### WHAT THIS TASK INVOLVES
Everything from the line containing "Could you mark the domed" to the final line of the records below should be given again exactly, and nothing else.

[Labeled-object pointing entries]
===

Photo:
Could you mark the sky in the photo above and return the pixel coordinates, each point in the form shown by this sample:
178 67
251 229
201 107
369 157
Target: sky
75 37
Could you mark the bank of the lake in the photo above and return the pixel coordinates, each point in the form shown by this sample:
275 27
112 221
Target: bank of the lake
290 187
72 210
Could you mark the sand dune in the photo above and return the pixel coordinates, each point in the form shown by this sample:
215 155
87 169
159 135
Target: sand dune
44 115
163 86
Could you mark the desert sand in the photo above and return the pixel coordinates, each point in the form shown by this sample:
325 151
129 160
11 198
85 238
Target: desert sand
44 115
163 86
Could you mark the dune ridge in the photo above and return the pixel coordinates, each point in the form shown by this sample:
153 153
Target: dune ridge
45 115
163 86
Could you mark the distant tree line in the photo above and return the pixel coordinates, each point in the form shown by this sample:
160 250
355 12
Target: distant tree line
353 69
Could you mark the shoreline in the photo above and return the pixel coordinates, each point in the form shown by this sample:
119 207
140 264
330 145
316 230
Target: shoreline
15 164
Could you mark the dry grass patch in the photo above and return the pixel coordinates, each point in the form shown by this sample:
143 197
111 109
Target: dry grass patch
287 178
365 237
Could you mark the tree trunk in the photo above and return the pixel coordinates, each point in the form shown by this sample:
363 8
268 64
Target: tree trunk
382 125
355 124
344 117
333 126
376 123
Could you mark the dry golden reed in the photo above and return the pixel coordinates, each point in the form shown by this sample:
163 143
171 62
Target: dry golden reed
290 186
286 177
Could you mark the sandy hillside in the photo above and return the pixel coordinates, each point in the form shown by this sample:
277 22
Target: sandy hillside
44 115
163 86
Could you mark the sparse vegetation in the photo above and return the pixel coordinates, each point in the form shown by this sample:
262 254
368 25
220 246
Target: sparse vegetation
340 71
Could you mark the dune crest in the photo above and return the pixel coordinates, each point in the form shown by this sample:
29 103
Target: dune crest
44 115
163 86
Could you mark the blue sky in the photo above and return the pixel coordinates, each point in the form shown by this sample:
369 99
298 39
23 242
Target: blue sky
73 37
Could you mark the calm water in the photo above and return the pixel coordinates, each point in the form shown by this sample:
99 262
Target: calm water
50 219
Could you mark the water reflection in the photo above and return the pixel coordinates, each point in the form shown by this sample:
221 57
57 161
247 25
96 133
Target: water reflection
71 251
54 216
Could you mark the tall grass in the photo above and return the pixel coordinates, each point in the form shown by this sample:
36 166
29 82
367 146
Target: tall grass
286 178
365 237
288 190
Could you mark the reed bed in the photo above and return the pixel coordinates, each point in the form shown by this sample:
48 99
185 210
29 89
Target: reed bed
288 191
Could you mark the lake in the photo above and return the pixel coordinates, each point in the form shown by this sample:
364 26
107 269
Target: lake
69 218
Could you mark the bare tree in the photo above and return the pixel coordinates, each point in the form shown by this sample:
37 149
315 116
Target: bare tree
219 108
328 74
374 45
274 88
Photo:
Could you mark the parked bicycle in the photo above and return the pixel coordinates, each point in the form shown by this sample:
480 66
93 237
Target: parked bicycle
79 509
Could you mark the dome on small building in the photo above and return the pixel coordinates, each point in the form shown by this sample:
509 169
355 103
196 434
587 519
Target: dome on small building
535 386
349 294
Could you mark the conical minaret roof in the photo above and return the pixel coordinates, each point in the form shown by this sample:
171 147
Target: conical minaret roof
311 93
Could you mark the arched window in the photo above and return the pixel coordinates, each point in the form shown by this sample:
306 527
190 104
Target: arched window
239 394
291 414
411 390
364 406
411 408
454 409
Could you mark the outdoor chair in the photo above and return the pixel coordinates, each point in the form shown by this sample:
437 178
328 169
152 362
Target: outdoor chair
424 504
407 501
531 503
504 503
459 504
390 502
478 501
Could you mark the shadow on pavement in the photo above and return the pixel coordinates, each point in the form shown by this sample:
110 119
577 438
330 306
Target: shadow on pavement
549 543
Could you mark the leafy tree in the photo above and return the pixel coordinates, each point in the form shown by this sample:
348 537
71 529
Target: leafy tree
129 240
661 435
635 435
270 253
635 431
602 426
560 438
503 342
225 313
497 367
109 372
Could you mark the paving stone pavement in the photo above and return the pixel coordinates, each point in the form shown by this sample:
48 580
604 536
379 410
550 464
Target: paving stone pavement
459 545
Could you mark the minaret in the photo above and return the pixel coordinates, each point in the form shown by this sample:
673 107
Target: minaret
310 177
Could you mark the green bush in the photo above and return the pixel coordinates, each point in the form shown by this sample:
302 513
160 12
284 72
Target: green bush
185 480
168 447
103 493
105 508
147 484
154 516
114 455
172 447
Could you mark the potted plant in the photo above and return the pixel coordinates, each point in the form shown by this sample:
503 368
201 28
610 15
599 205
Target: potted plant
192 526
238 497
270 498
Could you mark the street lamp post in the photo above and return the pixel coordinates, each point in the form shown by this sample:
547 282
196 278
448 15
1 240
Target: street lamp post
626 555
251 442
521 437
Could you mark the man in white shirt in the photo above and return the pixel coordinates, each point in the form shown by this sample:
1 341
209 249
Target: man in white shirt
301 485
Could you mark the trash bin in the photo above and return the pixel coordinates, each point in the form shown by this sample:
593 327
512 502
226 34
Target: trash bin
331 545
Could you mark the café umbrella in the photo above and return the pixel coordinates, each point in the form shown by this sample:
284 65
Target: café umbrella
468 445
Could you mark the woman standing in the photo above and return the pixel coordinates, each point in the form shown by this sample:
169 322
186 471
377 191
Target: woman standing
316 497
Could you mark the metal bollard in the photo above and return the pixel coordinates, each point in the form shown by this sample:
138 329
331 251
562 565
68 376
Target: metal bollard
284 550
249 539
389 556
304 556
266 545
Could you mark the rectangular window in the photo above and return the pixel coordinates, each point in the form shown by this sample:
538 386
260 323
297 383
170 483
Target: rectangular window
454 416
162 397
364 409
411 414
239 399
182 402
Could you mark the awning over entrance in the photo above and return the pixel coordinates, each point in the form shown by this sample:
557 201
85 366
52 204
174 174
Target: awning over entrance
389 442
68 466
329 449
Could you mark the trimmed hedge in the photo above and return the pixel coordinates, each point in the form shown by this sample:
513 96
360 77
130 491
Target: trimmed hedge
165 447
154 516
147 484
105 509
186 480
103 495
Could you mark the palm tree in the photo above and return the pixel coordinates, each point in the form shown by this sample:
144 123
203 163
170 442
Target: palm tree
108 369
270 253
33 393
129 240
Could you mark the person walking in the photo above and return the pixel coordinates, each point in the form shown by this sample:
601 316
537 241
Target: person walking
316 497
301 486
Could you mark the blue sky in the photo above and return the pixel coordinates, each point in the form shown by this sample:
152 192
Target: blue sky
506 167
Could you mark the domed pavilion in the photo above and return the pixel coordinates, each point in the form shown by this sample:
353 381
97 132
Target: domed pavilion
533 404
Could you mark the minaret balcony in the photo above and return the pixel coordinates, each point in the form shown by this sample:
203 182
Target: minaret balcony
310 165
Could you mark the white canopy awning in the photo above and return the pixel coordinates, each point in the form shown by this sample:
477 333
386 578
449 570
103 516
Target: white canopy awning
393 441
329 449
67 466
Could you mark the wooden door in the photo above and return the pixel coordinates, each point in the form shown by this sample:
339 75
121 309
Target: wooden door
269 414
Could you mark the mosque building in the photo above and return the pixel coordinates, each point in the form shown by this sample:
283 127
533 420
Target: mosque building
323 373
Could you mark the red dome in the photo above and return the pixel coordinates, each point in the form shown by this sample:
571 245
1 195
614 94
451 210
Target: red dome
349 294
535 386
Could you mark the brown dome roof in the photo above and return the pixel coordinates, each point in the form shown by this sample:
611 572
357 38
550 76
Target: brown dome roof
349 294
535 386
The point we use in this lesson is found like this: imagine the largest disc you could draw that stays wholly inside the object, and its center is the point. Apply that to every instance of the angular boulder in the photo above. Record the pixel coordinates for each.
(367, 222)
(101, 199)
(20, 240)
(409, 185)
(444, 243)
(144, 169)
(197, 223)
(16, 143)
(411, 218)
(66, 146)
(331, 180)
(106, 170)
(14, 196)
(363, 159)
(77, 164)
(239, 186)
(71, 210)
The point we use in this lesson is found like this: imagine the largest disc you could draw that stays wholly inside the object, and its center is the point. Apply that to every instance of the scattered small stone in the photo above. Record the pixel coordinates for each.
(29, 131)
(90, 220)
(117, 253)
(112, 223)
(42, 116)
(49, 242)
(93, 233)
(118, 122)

===

### PROBLEM SOLUTION
Could you mark the domed pavilion in the photo above and return the pixel coordinates, each point in the form shown by this sample:
353 381
97 132
Target: domed pavilion
533 404
Could you mark the minaret balcony in the photo above and return the pixel coordinates, each point in the form shown by this sample:
203 182
Target: minaret balcony
310 165
Could you mark the white canopy awning in the photo above and return the pixel coordinates, each point in the form shown by this sample:
477 333
386 578
449 570
103 516
Target: white canopy awning
393 441
329 449
67 466
Could you mark the wooden door in the photo above and return the pixel coordinates, each point in the form shown by this sample:
339 75
121 309
Target: wooden door
269 414
Could you mark the mosque building in the photo above and return the pixel coordinates, each point in the form shown by this sample:
283 127
533 420
Target: mosque building
323 373
Could you mark the red dome in the photo above and return the pixel coordinates, each point in the form shown by this sample:
571 245
1 195
614 94
451 210
Target: red dome
349 294
535 386
Could you mark the brown dome roof in the photo above and return the pixel coordinates, each point in the form shown by this sample:
611 572
357 38
550 76
Target: brown dome roof
349 294
535 386
The point we use in this lesson is found like this: imagine the largest disc you could draw that stays wholly inside the object, and its center is the point. Apply that to every instance of the angular boulder in the photo above. Record the pixel coordinates for each.
(367, 222)
(101, 199)
(20, 240)
(409, 185)
(444, 243)
(144, 169)
(197, 223)
(16, 143)
(411, 218)
(66, 146)
(331, 180)
(106, 170)
(14, 196)
(363, 159)
(77, 164)
(239, 186)
(71, 210)
The point we use in this lesson is found like this: imagine the largest disc you could draw that stays wholly inside the object, and its center is the point. Apply that to every instance of the scattered small stone in the photo above. Record the pixel coordinates for each.
(29, 131)
(90, 220)
(117, 253)
(112, 223)
(42, 116)
(49, 242)
(93, 233)
(118, 122)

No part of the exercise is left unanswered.